→ AIM
Could you write out all of these records again, substituting "text description" for every "natural-language query" and leaving everything else as it is?

##### DATA LINES #####

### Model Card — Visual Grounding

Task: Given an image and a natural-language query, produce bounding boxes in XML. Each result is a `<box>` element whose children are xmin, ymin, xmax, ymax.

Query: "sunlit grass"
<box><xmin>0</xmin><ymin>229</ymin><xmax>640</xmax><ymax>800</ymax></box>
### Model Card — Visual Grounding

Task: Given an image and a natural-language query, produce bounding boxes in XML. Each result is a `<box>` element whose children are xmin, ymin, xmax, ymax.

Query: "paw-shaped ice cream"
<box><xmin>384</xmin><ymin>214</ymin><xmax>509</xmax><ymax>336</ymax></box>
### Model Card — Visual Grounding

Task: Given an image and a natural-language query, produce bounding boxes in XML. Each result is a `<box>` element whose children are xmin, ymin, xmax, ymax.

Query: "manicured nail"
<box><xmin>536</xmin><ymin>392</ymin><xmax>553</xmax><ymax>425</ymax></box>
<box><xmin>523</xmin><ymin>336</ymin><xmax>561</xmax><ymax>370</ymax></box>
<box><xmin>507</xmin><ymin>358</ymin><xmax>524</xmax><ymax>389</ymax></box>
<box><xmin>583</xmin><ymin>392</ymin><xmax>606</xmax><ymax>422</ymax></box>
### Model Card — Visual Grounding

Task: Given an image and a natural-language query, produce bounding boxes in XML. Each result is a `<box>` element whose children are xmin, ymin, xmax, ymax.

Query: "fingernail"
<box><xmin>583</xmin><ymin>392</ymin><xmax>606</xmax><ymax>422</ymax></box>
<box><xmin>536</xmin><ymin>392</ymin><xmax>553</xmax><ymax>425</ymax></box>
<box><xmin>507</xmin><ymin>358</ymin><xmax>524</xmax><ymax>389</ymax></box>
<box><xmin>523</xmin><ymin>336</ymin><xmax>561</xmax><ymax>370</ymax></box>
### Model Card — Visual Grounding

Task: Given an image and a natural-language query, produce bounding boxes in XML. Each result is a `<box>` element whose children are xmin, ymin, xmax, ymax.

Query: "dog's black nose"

#####

→ FULL SOLUTION
### Model Card — Visual Grounding

Task: Given an image and a text description, produce bounding boxes in XML. Each result is a `<box>` element whose children are xmin, ymin, xmax, ymax.

Query: "sunlit grass"
<box><xmin>0</xmin><ymin>229</ymin><xmax>640</xmax><ymax>800</ymax></box>
### Model Card — Visual Grounding

Task: Given an image and a text description, produce bounding boxes in XML. Each result is a `<box>` element whose children are xmin, ymin, xmax, ymax.

Query: "paw-shaped ice cream"
<box><xmin>384</xmin><ymin>214</ymin><xmax>509</xmax><ymax>336</ymax></box>
### Model Card — Visual Grounding

Task: Given an image and a text description, produce bounding boxes in XML. Each result is a `<box>` element whose children are xmin, ymin, xmax, ymax.

Query: "manicured nail"
<box><xmin>536</xmin><ymin>392</ymin><xmax>553</xmax><ymax>425</ymax></box>
<box><xmin>523</xmin><ymin>336</ymin><xmax>561</xmax><ymax>370</ymax></box>
<box><xmin>507</xmin><ymin>358</ymin><xmax>524</xmax><ymax>389</ymax></box>
<box><xmin>583</xmin><ymin>392</ymin><xmax>606</xmax><ymax>422</ymax></box>
### Model Card — Visual Grounding

Task: Given an image and a text description, produce bounding boxes in XML. Each result is a `<box>` element whose children are xmin, ymin, xmax, ymax.

Query: "fingernail"
<box><xmin>583</xmin><ymin>392</ymin><xmax>606</xmax><ymax>422</ymax></box>
<box><xmin>536</xmin><ymin>392</ymin><xmax>553</xmax><ymax>425</ymax></box>
<box><xmin>507</xmin><ymin>358</ymin><xmax>524</xmax><ymax>389</ymax></box>
<box><xmin>523</xmin><ymin>336</ymin><xmax>561</xmax><ymax>370</ymax></box>
### Model Card — Visual Grounding

Task: Given an image and a text description, produce bounding boxes in XML. Each result is a `<box>` element whose children are xmin, ymin, xmax, ymax.

Query: "dog's black nose"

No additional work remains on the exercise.